_The request_
Reproduce all entries precisely as they are written.

Start Records for the exercise

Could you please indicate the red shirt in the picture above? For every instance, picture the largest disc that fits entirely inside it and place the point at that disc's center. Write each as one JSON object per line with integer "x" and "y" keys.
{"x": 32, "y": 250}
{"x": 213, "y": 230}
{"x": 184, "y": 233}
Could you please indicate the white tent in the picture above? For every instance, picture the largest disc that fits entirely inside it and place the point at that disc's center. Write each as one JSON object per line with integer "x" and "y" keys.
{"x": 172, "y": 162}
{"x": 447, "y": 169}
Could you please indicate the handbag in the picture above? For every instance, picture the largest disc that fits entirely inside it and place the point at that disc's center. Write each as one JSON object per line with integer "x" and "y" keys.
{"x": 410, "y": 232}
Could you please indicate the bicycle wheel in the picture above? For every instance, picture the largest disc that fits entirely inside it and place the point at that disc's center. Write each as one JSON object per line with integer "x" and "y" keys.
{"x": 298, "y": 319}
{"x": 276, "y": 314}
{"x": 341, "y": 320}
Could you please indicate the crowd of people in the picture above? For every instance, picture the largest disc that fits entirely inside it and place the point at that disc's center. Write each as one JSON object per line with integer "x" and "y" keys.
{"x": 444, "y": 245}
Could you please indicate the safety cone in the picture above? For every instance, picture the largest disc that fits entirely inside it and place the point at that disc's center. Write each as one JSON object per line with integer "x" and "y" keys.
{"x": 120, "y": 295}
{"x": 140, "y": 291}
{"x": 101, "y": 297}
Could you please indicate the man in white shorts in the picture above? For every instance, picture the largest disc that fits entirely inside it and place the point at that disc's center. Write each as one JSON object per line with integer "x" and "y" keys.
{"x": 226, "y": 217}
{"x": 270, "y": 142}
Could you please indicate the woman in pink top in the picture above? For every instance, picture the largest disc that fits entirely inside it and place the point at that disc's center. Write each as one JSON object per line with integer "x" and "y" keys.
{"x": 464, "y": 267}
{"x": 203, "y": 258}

End Records for the exercise

_Reply to the exercise_
Could you please indicate the red shirt in the picture above? For every instance, picture the largest disc that fits entirely inside it and place the point at that disc's center. Write each as one JSON object per line with integer "x" and "y" keys.
{"x": 32, "y": 250}
{"x": 213, "y": 230}
{"x": 184, "y": 233}
Could you please indicate the white tent in the picture above? For every instance, picture the largest disc that fits entirely inside it and place the point at that disc's center. Write each as one JSON object per line with integer "x" and "y" keys.
{"x": 172, "y": 162}
{"x": 447, "y": 169}
Could you please indicate the handbag in the picture above? For every instance, picture the largest disc that fits entirely inside it and place the point at that disc's center. Write each as one JSON object per line with integer "x" and "y" keys.
{"x": 410, "y": 232}
Could you please indicate the bicycle wheel in the picture above? For every instance, picture the largest disc that fits entirely inside it and place the point at that disc's center. Write each as one JSON object per line with integer "x" and "y" keys.
{"x": 298, "y": 319}
{"x": 276, "y": 314}
{"x": 341, "y": 320}
Could you please indicate the crowd of people in the picture above? For every instance, picture the largest disc that fits entirely inside it and place the point at that disc's center. Write each as one JSON object per line with integer "x" and "y" keys.
{"x": 444, "y": 245}
Could you please indicate the safety cone in the picture above? For every instance, picture the largest disc that fits entirely inside it and place the point at that disc's center. Write each as one JSON object per line with integer "x" and "y" keys.
{"x": 120, "y": 295}
{"x": 140, "y": 291}
{"x": 101, "y": 297}
Could you please indicate the man in white shorts in the picture above? For every instance, picture the largest disc that fits entirely inside it and place the point at that disc's center. Write each as one JSON object per line with integer "x" and "y" keys.
{"x": 226, "y": 217}
{"x": 270, "y": 142}
Could you please indicate the woman in pink top in the picture above? For every instance, picture the largest disc that fits entirely inside it and place the point at that disc's center. Write each as one JSON object per line with integer "x" and "y" keys.
{"x": 464, "y": 267}
{"x": 203, "y": 258}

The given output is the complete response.